━━ DATA ━━

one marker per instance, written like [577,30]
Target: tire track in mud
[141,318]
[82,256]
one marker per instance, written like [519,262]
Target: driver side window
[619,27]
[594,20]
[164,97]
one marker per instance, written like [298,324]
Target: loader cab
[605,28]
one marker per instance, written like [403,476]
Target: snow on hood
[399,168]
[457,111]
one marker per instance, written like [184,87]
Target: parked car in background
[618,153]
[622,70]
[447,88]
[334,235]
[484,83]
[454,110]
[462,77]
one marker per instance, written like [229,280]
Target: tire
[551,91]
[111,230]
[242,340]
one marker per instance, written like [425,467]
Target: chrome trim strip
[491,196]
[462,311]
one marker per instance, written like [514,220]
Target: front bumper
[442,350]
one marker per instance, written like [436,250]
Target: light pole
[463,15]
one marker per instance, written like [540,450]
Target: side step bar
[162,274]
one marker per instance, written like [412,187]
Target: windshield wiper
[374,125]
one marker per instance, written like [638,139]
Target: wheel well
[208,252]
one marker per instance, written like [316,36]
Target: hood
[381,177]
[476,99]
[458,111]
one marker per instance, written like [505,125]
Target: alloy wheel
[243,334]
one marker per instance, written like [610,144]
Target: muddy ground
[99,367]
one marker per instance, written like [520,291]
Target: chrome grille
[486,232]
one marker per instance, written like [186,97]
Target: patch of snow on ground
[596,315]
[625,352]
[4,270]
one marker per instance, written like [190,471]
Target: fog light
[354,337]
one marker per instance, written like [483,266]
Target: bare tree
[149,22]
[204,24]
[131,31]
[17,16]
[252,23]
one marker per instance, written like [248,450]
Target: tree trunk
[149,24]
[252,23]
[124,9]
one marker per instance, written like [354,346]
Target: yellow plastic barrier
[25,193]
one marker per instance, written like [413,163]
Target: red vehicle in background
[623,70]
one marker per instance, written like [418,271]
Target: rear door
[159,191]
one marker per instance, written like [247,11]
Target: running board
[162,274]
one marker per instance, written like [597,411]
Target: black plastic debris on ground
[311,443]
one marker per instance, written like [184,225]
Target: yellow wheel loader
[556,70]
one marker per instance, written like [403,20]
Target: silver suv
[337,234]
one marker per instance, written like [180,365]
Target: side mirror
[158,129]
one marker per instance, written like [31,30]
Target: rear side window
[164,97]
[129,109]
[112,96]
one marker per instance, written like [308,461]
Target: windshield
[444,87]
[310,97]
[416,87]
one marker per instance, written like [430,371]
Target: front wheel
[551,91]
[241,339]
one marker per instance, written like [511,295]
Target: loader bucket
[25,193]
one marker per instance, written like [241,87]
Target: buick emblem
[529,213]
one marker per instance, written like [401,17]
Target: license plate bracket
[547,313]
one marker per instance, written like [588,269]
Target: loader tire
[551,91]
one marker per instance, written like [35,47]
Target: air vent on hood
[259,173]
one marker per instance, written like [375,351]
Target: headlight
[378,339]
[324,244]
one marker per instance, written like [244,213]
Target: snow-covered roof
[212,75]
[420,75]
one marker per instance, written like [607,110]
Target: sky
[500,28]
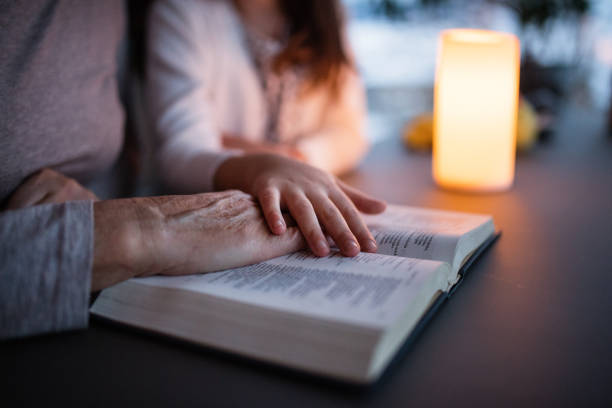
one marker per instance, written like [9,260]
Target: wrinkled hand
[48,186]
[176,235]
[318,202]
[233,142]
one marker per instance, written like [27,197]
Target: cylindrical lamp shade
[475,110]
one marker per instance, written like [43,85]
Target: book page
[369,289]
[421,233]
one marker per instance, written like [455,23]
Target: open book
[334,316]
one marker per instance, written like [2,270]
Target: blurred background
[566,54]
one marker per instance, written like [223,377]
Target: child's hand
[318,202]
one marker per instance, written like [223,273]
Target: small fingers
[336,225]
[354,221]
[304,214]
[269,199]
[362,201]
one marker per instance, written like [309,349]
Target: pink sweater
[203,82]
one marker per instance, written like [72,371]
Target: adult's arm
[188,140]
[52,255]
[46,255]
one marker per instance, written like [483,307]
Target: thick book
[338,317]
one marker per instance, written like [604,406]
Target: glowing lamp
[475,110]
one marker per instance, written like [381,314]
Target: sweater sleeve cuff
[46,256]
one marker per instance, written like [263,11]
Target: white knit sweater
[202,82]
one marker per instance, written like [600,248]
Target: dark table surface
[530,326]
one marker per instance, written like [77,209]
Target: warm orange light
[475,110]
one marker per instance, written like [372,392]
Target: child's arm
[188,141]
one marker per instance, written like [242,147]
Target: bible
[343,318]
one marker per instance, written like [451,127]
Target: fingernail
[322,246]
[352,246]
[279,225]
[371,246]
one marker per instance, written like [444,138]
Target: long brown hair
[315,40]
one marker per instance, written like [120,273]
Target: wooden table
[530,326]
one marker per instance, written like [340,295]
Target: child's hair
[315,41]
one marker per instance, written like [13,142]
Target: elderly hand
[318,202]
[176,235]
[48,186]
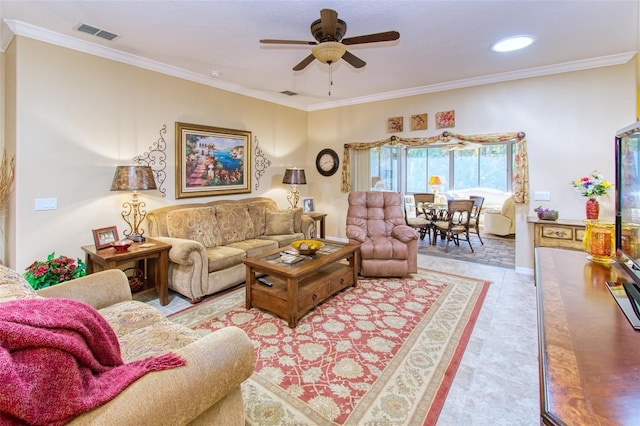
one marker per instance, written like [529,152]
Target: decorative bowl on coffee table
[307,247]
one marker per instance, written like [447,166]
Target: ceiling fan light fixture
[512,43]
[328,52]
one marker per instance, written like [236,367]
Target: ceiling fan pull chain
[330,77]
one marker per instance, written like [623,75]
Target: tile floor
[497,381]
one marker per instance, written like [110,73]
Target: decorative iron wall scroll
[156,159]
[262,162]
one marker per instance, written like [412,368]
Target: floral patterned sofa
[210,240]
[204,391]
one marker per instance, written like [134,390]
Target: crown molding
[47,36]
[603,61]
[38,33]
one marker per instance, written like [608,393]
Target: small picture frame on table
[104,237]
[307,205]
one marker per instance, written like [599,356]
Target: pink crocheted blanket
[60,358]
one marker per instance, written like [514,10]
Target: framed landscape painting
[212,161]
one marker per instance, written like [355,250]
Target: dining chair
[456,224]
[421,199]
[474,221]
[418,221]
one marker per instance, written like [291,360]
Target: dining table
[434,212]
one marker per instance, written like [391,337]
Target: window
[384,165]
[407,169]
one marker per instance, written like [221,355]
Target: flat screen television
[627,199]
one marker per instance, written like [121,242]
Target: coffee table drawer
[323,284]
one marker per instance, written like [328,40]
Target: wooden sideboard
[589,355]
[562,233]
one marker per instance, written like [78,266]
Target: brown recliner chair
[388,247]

━━━

WORK INSTRUCTION:
Only the lines above starting at the line that holds "Target: ceiling fan pull chain" and ending at the line that holds "one marker per instance, written like [412,368]" are to be repeated, exactly and in full.

SOLUTION TO THIS TASK:
Target: ceiling fan pull chain
[330,77]
one marker per instance, written like [623,75]
Target: tile floor
[497,381]
one marker per instance, written like [110,73]
Target: decorative iron wall scroll
[156,159]
[262,162]
one marker per instance, written like [412,368]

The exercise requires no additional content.